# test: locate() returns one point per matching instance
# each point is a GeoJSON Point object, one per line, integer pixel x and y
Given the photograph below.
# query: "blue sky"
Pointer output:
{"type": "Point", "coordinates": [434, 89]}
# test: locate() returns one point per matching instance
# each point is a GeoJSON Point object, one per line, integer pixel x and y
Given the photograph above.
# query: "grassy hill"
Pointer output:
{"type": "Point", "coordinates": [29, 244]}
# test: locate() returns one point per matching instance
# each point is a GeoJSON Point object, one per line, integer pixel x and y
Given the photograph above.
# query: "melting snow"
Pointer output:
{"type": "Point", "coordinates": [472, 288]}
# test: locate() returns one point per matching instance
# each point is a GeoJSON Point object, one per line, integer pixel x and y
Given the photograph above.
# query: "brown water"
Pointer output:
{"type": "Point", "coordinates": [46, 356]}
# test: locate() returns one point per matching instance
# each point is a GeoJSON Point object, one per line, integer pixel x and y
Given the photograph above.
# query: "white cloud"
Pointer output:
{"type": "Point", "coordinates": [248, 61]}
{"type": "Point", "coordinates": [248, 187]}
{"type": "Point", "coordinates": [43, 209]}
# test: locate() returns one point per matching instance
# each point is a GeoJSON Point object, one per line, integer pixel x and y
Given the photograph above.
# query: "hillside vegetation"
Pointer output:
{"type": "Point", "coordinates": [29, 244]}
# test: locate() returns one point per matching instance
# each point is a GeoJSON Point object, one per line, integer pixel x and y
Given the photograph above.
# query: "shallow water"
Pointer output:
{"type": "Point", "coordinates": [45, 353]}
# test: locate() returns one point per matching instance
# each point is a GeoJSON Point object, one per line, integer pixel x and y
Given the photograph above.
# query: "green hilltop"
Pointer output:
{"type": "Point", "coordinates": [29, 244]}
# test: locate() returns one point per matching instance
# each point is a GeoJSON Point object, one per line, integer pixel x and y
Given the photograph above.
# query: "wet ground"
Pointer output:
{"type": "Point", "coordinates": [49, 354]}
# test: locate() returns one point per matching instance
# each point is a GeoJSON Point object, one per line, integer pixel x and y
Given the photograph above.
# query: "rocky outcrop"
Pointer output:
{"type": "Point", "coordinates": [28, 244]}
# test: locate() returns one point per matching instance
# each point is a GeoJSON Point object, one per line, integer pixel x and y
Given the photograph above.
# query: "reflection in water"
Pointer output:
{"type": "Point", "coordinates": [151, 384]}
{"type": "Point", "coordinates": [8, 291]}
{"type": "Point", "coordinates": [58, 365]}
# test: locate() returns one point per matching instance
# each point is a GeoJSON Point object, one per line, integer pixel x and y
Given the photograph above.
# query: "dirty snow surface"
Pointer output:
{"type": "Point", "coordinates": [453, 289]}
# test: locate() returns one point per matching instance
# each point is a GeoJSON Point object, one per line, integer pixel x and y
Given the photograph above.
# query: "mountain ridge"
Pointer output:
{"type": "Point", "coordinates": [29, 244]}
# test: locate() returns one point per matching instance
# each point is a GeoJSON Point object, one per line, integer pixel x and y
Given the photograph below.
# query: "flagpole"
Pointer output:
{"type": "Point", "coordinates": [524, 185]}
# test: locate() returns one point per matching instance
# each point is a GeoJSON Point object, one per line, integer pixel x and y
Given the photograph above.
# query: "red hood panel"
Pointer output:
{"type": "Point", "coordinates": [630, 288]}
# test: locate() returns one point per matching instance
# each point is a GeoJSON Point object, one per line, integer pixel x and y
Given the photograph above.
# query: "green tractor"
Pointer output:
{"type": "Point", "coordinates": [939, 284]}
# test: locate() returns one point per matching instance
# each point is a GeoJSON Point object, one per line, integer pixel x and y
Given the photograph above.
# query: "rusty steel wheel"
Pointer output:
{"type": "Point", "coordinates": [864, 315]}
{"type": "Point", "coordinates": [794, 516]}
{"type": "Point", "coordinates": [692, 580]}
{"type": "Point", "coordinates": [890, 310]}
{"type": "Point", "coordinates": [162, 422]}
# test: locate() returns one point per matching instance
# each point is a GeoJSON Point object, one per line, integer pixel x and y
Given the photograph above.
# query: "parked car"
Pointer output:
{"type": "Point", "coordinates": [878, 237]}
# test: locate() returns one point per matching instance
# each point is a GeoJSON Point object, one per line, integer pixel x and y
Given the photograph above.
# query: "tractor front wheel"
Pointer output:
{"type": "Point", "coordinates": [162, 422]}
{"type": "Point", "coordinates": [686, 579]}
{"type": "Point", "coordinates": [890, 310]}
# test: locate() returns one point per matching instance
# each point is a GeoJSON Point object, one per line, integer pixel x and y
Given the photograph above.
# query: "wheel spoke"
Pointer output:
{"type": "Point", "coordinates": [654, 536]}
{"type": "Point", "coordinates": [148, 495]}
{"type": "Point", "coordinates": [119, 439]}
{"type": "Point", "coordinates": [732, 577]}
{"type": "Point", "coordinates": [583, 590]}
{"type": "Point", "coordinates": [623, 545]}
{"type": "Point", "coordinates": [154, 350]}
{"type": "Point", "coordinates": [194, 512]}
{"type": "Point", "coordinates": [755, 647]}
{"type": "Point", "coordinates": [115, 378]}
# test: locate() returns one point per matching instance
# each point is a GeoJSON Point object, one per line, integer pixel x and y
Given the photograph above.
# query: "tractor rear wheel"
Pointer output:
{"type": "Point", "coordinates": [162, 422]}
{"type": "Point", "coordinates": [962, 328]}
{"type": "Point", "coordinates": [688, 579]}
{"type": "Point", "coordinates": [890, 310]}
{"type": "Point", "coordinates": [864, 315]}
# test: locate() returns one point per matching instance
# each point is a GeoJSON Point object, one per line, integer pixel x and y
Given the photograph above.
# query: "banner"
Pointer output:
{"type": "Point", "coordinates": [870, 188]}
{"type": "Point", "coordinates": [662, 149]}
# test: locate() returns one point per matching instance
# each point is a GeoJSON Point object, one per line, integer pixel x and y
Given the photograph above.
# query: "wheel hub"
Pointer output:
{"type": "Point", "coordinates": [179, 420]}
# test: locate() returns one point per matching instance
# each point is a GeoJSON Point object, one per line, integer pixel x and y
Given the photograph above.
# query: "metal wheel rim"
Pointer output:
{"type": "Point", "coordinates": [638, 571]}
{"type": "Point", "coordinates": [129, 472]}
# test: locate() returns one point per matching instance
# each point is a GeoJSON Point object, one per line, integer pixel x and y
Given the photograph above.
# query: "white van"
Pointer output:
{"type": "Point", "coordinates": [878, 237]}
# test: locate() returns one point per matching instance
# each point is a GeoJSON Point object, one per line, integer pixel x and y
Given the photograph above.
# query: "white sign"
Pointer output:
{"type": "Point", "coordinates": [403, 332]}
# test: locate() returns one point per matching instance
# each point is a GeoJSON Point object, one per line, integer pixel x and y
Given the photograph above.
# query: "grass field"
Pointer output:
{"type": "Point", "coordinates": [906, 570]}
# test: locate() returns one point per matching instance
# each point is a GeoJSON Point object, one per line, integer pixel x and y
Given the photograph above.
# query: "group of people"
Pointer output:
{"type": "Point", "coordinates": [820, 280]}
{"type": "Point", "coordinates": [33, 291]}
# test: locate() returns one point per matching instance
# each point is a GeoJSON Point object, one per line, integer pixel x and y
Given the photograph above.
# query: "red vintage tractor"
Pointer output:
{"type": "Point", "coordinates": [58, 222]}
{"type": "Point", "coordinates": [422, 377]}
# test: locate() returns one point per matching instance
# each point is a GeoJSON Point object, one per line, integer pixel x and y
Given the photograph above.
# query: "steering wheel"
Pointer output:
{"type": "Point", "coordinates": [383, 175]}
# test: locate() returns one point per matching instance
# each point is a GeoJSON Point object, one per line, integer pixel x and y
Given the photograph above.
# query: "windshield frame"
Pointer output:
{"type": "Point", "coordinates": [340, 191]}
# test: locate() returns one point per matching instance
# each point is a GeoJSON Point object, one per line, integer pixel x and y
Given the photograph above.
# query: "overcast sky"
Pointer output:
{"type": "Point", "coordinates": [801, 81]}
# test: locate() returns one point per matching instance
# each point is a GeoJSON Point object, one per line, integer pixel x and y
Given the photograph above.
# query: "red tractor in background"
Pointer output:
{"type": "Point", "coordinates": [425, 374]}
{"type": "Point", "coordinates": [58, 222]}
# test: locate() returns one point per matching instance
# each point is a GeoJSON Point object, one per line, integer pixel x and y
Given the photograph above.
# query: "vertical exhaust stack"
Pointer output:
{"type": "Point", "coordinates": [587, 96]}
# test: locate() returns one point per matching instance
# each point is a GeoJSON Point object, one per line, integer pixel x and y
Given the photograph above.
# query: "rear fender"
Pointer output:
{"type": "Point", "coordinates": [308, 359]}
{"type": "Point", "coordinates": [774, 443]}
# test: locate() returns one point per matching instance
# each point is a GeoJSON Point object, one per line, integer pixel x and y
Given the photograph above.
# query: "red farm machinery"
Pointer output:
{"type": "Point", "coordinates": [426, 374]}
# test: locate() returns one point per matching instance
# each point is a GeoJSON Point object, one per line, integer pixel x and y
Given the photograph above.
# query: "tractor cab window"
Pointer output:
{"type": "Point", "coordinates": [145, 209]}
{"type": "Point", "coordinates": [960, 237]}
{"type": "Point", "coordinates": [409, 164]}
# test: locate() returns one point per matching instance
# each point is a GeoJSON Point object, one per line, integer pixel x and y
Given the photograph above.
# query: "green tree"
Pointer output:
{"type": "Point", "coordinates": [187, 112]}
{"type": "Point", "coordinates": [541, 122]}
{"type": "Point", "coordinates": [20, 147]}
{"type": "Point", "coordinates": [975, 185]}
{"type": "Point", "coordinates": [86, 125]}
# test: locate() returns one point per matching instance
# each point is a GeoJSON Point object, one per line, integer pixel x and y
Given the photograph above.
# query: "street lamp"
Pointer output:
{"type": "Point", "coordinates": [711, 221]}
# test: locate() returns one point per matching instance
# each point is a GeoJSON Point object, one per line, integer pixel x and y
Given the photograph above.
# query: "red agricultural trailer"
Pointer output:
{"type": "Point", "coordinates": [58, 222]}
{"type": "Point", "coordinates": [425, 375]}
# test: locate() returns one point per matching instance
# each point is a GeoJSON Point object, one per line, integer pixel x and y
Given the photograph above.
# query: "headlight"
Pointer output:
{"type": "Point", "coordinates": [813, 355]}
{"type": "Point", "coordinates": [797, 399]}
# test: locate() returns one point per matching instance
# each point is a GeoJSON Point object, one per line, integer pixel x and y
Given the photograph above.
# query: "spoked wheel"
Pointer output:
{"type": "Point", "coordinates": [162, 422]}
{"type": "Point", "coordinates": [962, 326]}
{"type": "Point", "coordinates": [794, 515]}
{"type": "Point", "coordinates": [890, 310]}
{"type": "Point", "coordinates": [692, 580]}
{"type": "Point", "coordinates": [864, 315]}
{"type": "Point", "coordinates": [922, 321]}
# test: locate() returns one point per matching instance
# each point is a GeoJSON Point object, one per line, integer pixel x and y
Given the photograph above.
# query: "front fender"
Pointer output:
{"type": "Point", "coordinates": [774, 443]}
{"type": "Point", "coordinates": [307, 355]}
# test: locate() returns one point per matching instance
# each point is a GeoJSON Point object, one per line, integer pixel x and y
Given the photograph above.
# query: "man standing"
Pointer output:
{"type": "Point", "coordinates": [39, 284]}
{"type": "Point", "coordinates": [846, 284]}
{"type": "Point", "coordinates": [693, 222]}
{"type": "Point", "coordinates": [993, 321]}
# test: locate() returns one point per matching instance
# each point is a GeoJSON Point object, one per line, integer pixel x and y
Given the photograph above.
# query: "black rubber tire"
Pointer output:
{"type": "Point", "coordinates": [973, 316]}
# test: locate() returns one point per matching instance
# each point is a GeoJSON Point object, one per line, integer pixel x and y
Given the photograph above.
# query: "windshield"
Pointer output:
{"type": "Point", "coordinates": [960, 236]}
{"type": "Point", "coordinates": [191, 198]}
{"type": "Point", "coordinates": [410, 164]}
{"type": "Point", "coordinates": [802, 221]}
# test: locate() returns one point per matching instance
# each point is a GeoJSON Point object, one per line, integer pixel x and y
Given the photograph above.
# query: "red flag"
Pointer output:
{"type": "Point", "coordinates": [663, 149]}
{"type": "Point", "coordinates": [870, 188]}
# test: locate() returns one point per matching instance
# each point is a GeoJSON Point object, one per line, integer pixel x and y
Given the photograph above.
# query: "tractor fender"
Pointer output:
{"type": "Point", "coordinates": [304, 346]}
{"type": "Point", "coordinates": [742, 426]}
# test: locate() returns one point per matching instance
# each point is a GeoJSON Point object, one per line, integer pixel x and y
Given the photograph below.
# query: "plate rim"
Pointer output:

Problem requirements: Report each line of the data above that contains the word "tractor".

Solution:
# query: "green tractor"
# query: "tractor front wheel"
# query: "tractor rear wheel"
# query: "red vintage tractor"
# query: "red tractor in background"
# query: "tractor cab window"
# query: "tractor fender"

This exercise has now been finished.